— Problema —
Resume en tres oraciones el texto sobre El Paladar de los caldenses.

— Texto para leer —
-----
En el Prólogo Freyre señala como fuentes de su trabajo, además de las previsibles (las colecciones de los museos, los archivos de las bibliotecas) los sabores de ciertas delicias íntimas de la cocina y la repostería bahianas, que escapan a los simples turistas”.

 

La mención no es casual; también para Proust la experiencia de los sabores es una forma especial de conocimiento, el boleto de entrada a la intimidad de una sociedad y a los signos secretos de su pasado. El libro de Octavio Hernández participa de esta idea.

 

“El Paladar de los caldenses”, como podría esperarse de su título, da cuenta de las comidas, recetas, procesos de elaboración, costumbres alimenticias, ingredientes y productos de una región que por simple continuidad geográfica (y por comodidad) ha sido vista, hasta por los mismos caldenses, como una extensión de la antioqueña.

 

Nos habla también de un tiempo ido o a punto de irse, a veces de manera directa (la comida de monte, el uso de la leña como combustible o de la lejía como parte de la preparación), a veces de manera indirecta (el manejo de arcaísmos relacionados con la cocina o los tiempos de elaboración de algunas comidas, propios de una sociedad morosa).

 

Pero, además de una arqueología, este libro contiene algo así como un álbum familiar de la cocina. El autor tiene una disposición –a mí me parece necesaria en el tratamiento de temas regionales- a la identificación casi autobiográfica con su asunto; así lo ronde la tentación de la nostalgia (el peligro de convertirse en estatua de sal) o su reverso: la sorda condena del presente.
-----
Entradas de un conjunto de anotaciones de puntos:
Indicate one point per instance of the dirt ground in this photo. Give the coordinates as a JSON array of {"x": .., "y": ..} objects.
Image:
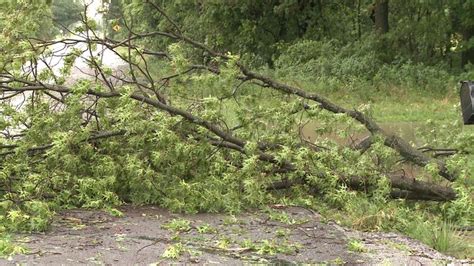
[{"x": 149, "y": 235}]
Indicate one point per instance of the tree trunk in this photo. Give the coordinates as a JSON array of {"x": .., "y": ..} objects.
[
  {"x": 381, "y": 16},
  {"x": 467, "y": 55}
]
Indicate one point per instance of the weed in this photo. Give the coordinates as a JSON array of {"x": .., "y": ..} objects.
[
  {"x": 8, "y": 248},
  {"x": 206, "y": 229},
  {"x": 174, "y": 251},
  {"x": 446, "y": 238},
  {"x": 114, "y": 212},
  {"x": 281, "y": 217},
  {"x": 355, "y": 245},
  {"x": 178, "y": 225},
  {"x": 224, "y": 243},
  {"x": 282, "y": 233}
]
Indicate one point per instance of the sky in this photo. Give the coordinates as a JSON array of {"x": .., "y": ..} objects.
[{"x": 94, "y": 5}]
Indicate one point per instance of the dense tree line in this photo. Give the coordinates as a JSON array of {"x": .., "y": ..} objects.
[{"x": 432, "y": 32}]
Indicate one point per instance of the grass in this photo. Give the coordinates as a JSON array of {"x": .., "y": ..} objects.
[
  {"x": 356, "y": 245},
  {"x": 178, "y": 225}
]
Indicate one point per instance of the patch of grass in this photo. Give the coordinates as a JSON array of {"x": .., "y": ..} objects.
[
  {"x": 8, "y": 248},
  {"x": 356, "y": 245},
  {"x": 178, "y": 225},
  {"x": 446, "y": 238},
  {"x": 206, "y": 229},
  {"x": 399, "y": 246},
  {"x": 282, "y": 233},
  {"x": 231, "y": 220},
  {"x": 283, "y": 217},
  {"x": 174, "y": 251}
]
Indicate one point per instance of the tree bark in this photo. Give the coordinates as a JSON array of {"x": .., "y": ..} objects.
[{"x": 381, "y": 16}]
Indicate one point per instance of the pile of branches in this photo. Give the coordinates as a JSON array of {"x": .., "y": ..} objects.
[{"x": 148, "y": 90}]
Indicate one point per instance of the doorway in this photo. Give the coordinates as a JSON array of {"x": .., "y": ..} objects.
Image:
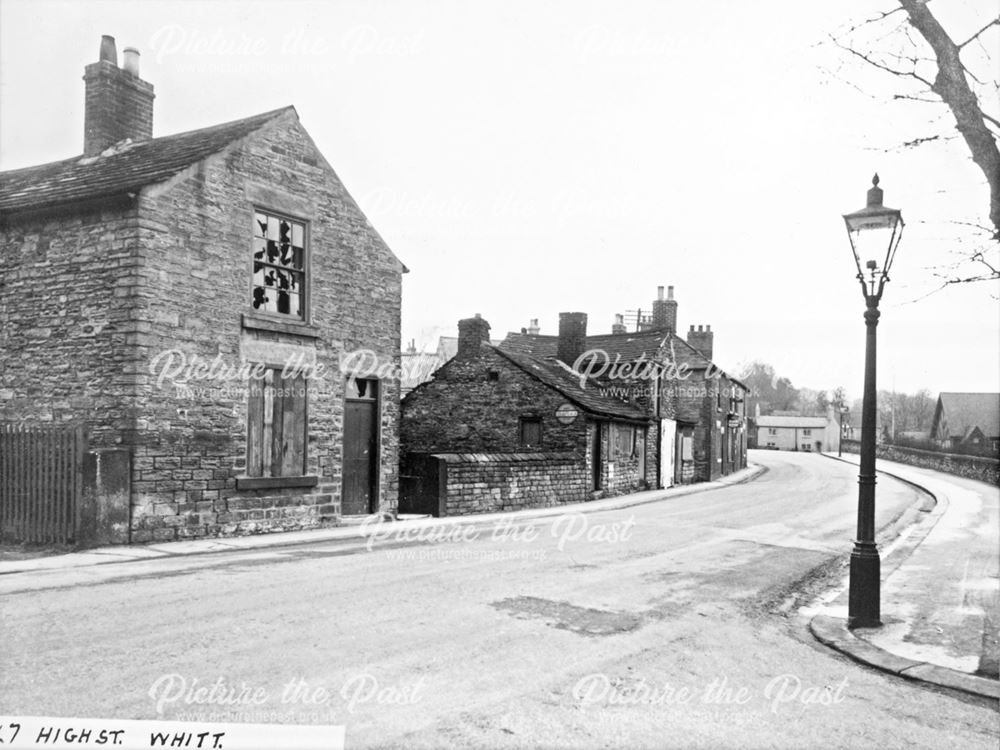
-----
— Respuesta —
El texto presenta el libro de Octavio Hernández «El Paladar de los caldenses», que, como Proust, entiende la experiencia de los sabores como una forma especial de conocimiento. La obra da cuenta de las comidas, recetas, costumbres alimenticias, ingredientes y productos de una región que ha sido vista, incluso por los propios caldenses, como una extensión de la antioqueña, y habla además de un tiempo ido o a punto de irse. Además de una arqueología, el libro es algo así como un álbum familiar de la cocina, marcado por la identificación casi autobiográfica del autor con su asunto.